WORK INSTRUCTION A: Summarize the report on PrEP for teenagers in two sentences.
WORK INSTRUCTION B: Carry the report on PrEP for teenagers forward from its final line.

AUDIE CORNISH, HOST:
The FDA has approved a pill called pre-exposure prophylaxis, or PrEP, that prevents the spread of HIV. Its brand name is Truvada. But the Centers for Disease Control cautions against prescribing it freely to adolescents until there's more research. Trials are underway for young people in Los Angeles, New York and other parts of the country. Giving this new drug to teenagers raises some sensitive issues, which Youth Radio's Rafael Johns explores in this report. He begins his story with Leon Richardson, an 18-year-old in Oakland.
LEON RICHARDSON: I was scared. I had to really think about it. Like, what is this drug going to do to me? How am I going to feel after I take it?
RAFAEL JOHNS, BYLINE: Leon is tall, charismatic and thoughtful about his sexual health. He understands that as a young, gay black man, he's in the demographic with the fastest-growing rates of HIV infections in the country. But when Leon learned that he could part of a research study about a daily pill called PrEP that blocks the transmission of HIV, he was skeptical. So was his mom.
RICHARDSON: She told me no. She was saying like - a lot, like - the medical industry tried to sterilize some people, like, they were trying to do it again.
JOHNS: But Leon was encouraged by another family member to join Oakland's HIV prevention study called CRUSH.
RICHARDSON: Well, actually, I talked to my grandfather, and he's HIV-positive, so we had a long discussion about this drug and what the side effects could be and he overall, like, supported me totally. And it was kind of like, why not? Let me just try it.
JOHNS: Currently, the FDA has approved PrEP for individuals who are HIV-negative. And it's covered under most insurance plans. The market for HIV-related drugs and services is lucrative. According to one report, its value is estimated at more than $18 billion a year. In Chicago, Daniel Zeh was 17 years old when he started taking PrEP.
DANIEL ZEH: I guess it was kind of weird during high school, too, like kind of popping it before lunch or something, trying to make sure nobody sees.

Records from a data source
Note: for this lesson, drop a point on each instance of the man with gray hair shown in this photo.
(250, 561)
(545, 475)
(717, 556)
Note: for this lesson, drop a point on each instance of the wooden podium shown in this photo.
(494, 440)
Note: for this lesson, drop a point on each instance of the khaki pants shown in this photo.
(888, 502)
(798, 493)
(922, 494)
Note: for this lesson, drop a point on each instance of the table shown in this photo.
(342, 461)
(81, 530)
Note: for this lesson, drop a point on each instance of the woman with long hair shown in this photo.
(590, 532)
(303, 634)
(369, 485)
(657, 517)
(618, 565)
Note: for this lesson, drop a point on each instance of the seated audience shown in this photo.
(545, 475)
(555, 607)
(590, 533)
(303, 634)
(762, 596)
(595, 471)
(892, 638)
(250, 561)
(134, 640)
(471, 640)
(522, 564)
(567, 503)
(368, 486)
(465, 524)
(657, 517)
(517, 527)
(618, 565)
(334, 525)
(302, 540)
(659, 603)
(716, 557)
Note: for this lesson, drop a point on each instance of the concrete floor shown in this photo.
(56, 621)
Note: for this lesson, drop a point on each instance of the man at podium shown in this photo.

TASK ANSWER A: The FDA has approved PrEP, a daily pill sold as Truvada that prevents the spread of HIV, but the CDC cautions against prescribing it freely to adolescents until there is more research. Youth Radio's Rafael Johns reports on young people taking it: 18-year-old Leon Richardson joined an Oakland prevention study with his HIV-positive grandfather's support even though his mother said no, and Daniel Zeh started PrEP at 17 in Chicago.

TASK ANSWER B:
JOHNS: Daniel was recruited into the study through Facebook. At Chicago's Stroger Hospital, outreach coordinators also turned to gay hookup apps like Grindr and Jack'd to recruit possible subjects. It's a clever strategy, even if it's awkward to run into a researcher when you're looking for a date. Dr. Sybil Hosek offered to pay participants $50 per visit to the clinic. And when enough guys said yes, the psychologist got to work.
SYBIL HOSEK: What we wanted to do was design a study where they could try to take this pill every day and see whether number one, they were interested in taking it, number two, if it was hard for them to take it, and three, how it impacted their sexual behavior.
JOHNS: For instance, whether kids would take more risks. Some of Hosek's young adult participants have embraced the drug and even started telling their friends about it, like Curtis Lewis.
CURTIS LEWIS: So I say OK, well, PrEP is a pill, an HIV-preventative pill that you would take daily.
JOHNS: Inside a conference room at the hospital, a group of the guys in the study share stories about what it's like to field questions about PrEP.
DEXTER CANTY: You're automatically looked at as being promiscuous instead of safe.
JOHNS: Dexter Canty, who's also on PrEP, says the situation's not that unlike when he goes to the drugstore to buy condoms.
CANTY: Or a female going to Planned Parenthood and getting birth control.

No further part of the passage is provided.